┌────────
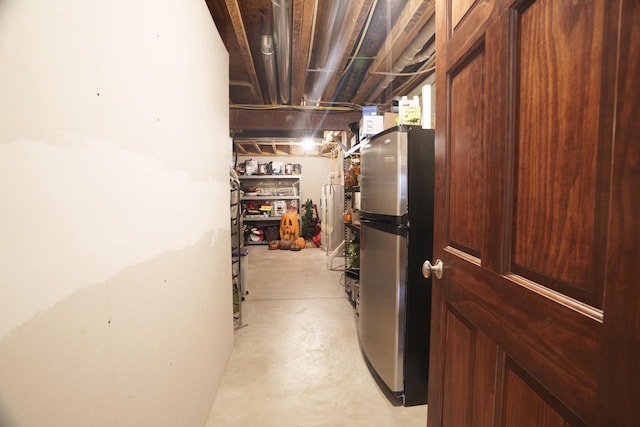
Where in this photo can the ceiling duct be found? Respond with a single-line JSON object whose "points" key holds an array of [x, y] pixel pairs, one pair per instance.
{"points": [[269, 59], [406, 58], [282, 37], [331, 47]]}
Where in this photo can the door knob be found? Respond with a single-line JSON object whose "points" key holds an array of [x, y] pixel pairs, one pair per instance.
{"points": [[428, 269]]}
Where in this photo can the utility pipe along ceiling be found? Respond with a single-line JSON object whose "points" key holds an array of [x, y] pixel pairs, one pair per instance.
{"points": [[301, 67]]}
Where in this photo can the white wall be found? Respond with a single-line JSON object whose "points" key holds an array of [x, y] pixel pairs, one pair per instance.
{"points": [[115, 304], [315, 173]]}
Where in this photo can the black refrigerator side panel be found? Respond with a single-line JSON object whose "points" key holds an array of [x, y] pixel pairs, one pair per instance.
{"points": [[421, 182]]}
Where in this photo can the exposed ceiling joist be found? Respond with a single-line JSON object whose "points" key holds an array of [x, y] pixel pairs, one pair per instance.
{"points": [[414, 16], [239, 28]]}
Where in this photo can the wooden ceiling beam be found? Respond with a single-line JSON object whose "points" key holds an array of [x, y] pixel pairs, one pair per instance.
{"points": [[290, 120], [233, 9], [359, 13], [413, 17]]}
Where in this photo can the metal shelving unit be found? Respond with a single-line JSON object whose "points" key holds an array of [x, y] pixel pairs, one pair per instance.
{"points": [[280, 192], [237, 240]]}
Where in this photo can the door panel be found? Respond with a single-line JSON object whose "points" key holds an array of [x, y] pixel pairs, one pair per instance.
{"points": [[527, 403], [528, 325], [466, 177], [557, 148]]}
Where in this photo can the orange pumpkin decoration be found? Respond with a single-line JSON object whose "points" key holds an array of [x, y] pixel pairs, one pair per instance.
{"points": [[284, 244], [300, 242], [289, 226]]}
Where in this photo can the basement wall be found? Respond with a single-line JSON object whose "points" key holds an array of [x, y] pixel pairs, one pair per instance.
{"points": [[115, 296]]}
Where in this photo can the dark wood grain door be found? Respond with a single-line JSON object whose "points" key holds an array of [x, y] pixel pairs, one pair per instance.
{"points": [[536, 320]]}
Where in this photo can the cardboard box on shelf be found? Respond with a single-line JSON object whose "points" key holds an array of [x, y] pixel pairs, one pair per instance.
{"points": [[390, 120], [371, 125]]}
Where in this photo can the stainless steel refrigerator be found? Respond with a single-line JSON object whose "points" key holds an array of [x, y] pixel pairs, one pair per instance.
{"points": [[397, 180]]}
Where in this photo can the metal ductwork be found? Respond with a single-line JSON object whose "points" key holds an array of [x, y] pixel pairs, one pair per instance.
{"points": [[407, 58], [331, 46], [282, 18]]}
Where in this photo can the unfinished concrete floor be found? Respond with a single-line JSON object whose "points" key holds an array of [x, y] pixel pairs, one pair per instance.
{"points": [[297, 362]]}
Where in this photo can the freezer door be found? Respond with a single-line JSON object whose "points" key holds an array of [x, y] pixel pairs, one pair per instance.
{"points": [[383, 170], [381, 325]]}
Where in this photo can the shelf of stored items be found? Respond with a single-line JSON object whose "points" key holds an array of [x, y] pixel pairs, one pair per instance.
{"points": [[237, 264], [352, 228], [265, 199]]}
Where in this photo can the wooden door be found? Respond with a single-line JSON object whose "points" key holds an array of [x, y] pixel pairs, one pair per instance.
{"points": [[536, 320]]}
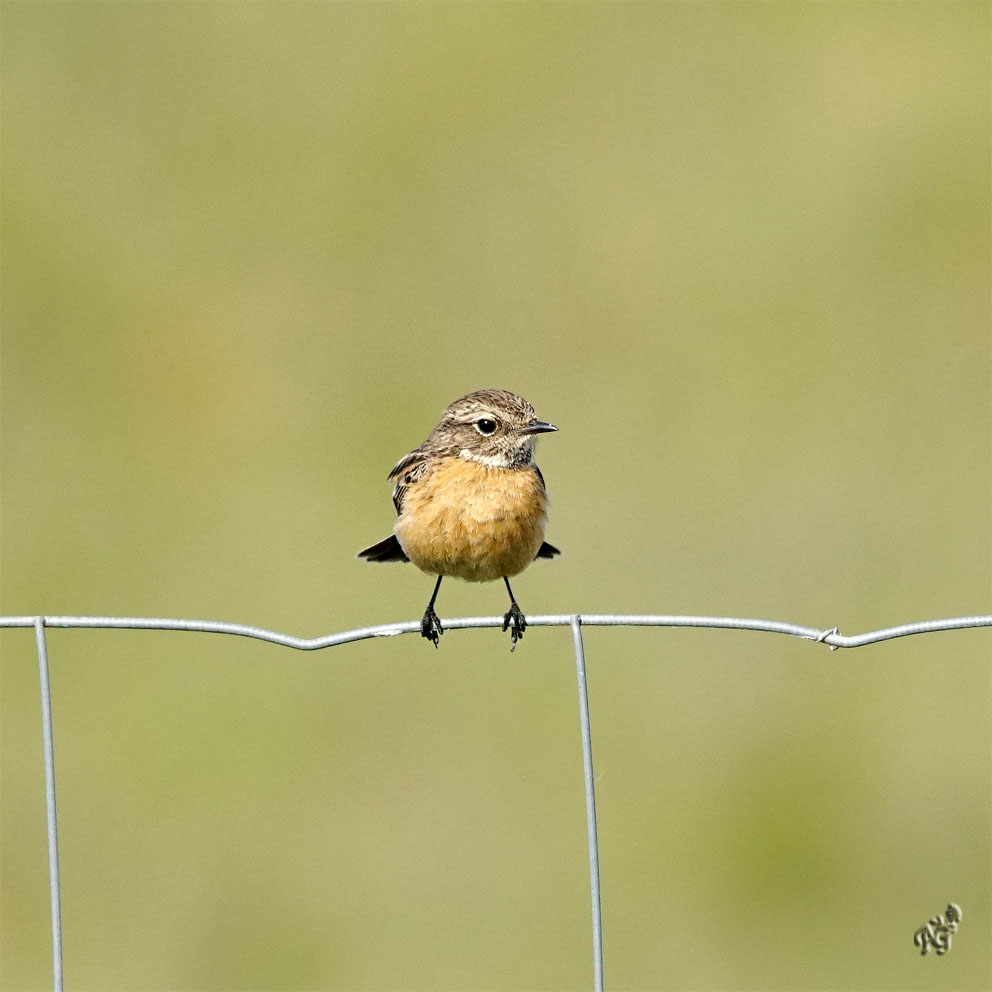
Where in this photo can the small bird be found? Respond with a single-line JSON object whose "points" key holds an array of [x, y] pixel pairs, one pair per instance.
└────────
Make an exact copy of only those lines that run from the line with "Where in this photo can the cardboard" through the end of the records, excluding pictures.

* _Solution for this task_:
Where in this photo can the cardboard box on shelf be found? Respond with a single-line JSON object whose "points" key holds an array of [x, y] pixel pairs, one pair per instance.
{"points": [[390, 120], [371, 125]]}
Where in this photo can the stainless steel refrigerator be found? Respond with a single-line JSON object whose "points" key holds an array of [x, y] pixel pairs, one pair per instance.
{"points": [[397, 180]]}
Where in this photo can the metal ductwork be found? Respond with a single-line JSON object whose "points" key holds an array of [x, y] pixel pairs, one pair per instance.
{"points": [[407, 58], [331, 46], [282, 18]]}
Where in this photo can the unfinished concrete floor be found? Respond with a single-line JSON object whose "points" key holds an array of [x, y] pixel pairs, one pair per instance.
{"points": [[297, 362]]}
Where in this photo can the freezer door be found? Respond with a single-line JSON object whose "points" key holds an array of [x, y] pixel pairs, one pair per instance.
{"points": [[383, 170], [381, 325]]}
Where in this photo can the shelf of stored items be found? Respond with a single-line JSON object whose "points" key holds an array of [x, y] pixel pairs, one pair per instance.
{"points": [[237, 264], [352, 228], [265, 199]]}
Where in this photo can the wooden door be found? Respond with a single-line JSON object whose "points" key holds an array of [x, y] pixel pairs, one pair per instance.
{"points": [[536, 320]]}
Where in this photo can the small bird be found? Respond with a single-line JSON object whose "points" key holds an array of [x, y] pixel pairs, one pair per instance.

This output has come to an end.